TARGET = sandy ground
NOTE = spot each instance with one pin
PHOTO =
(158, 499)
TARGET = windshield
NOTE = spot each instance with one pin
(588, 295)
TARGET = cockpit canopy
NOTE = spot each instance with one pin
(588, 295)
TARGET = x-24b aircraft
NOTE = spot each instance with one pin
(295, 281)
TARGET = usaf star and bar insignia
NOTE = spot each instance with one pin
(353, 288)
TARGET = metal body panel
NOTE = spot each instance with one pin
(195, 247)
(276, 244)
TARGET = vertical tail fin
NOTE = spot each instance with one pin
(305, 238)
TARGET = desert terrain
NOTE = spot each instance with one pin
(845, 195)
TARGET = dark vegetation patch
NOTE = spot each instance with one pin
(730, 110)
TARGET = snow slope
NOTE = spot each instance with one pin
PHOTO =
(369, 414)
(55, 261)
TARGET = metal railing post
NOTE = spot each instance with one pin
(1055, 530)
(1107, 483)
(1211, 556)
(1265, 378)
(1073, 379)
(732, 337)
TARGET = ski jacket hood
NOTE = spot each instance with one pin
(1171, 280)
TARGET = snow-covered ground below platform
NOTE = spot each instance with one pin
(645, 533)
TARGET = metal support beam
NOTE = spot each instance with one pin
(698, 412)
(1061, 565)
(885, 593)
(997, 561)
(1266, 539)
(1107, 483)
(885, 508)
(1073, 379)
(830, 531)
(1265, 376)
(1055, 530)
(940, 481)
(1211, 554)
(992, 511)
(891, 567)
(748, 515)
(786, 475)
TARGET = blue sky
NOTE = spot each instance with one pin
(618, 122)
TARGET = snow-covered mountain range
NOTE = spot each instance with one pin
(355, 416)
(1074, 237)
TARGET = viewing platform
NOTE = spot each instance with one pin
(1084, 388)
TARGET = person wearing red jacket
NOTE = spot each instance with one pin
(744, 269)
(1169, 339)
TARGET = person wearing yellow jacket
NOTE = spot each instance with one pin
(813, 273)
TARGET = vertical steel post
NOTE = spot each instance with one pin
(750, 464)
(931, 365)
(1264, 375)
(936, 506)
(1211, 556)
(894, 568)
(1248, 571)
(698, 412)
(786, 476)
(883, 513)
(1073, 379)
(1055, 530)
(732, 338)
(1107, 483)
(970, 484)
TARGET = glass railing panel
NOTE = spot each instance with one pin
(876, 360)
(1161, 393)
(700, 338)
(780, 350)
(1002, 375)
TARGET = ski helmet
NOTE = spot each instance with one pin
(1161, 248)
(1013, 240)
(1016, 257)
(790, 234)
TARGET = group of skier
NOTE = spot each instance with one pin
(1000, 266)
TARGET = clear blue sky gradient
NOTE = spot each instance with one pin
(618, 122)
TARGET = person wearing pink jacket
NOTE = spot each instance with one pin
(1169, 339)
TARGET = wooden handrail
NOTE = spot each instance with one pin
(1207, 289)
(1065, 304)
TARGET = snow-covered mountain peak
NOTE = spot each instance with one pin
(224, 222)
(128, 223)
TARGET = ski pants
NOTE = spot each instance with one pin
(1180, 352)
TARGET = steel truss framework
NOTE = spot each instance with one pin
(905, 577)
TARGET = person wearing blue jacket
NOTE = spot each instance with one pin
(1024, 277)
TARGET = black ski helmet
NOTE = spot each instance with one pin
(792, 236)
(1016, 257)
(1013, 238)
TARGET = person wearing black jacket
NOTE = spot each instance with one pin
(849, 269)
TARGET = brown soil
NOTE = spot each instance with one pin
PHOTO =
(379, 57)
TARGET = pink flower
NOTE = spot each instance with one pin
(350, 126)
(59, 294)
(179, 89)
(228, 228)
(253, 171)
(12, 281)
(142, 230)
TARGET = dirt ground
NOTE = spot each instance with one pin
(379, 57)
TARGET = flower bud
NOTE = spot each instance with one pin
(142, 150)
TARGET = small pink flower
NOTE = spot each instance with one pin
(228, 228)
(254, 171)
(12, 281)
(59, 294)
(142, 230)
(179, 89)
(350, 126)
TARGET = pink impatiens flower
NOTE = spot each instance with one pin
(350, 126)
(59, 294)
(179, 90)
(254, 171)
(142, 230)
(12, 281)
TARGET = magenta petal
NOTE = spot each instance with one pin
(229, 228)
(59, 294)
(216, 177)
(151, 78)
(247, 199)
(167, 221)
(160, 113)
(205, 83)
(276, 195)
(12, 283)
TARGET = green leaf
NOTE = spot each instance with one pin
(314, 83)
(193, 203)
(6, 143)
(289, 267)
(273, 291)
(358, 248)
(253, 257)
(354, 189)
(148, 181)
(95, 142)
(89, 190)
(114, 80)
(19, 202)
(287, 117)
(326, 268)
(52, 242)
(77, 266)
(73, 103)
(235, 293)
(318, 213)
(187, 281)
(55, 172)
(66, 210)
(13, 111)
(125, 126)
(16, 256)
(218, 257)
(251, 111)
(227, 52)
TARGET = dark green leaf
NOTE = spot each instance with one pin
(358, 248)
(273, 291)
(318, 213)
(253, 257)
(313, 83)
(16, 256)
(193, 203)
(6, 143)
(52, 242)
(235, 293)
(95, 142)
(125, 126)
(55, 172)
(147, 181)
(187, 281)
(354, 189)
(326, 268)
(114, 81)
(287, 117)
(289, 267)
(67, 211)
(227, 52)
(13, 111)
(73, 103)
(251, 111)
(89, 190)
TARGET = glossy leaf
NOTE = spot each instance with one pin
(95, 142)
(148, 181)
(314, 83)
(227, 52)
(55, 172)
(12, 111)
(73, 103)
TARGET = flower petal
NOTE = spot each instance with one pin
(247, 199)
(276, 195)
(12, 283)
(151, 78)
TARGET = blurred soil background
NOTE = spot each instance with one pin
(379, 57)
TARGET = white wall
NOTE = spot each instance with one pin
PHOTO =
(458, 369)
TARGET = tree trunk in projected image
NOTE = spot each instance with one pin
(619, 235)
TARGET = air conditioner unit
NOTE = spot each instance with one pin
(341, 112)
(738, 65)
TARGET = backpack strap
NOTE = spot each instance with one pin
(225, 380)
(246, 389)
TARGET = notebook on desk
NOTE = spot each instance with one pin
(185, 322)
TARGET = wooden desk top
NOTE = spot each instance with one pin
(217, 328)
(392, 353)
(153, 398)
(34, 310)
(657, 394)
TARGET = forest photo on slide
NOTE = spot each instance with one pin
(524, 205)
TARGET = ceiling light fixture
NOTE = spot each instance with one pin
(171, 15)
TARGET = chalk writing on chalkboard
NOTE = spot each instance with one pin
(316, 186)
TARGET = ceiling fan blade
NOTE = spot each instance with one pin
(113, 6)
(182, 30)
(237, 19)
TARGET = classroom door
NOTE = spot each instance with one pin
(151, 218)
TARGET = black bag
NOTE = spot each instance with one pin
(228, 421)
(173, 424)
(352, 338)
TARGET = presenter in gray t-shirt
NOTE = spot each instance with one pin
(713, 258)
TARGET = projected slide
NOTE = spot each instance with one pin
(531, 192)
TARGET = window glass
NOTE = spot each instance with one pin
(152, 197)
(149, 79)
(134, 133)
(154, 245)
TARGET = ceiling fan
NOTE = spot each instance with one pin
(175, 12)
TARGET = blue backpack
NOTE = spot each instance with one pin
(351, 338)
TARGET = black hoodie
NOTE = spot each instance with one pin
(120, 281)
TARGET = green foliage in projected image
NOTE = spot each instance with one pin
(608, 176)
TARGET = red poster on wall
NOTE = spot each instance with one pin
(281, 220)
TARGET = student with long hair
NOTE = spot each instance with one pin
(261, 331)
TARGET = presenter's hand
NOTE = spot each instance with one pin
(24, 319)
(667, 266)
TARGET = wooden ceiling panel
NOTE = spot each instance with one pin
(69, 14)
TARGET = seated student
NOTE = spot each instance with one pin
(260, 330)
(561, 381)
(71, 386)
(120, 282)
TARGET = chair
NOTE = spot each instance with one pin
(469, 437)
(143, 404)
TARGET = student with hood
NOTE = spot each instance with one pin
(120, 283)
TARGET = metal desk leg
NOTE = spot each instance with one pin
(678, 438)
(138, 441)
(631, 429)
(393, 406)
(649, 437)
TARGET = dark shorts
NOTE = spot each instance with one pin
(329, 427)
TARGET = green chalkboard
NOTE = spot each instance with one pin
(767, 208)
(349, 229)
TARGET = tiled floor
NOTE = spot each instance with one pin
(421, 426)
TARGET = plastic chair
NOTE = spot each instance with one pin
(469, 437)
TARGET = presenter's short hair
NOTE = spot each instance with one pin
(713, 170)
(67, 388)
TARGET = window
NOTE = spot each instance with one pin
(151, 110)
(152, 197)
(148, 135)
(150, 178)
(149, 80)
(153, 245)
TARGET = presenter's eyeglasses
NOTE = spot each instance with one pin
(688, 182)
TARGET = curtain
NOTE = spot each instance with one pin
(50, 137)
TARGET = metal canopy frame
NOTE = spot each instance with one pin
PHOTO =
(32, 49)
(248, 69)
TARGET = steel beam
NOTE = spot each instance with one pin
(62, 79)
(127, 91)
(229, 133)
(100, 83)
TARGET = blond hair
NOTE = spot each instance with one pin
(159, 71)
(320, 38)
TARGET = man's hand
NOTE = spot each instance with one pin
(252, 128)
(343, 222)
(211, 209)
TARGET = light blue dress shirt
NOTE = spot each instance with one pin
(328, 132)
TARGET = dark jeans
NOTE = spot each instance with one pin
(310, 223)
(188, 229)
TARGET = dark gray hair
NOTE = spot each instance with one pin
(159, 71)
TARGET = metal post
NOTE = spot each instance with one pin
= = = = =
* **SET EXERCISE**:
Can you rewrite the stretch from the line containing "TARGET = dark gray hair" through the end of the rows, swapping "metal post" for "steel post" and leaving everything else unchanged? Give only those lines.

* **WRITTEN ANSWER**:
TARGET = dark gray hair
NOTE = spot each instance with one pin
(159, 71)
TARGET = steel post
NOTE = spot each instance with one pin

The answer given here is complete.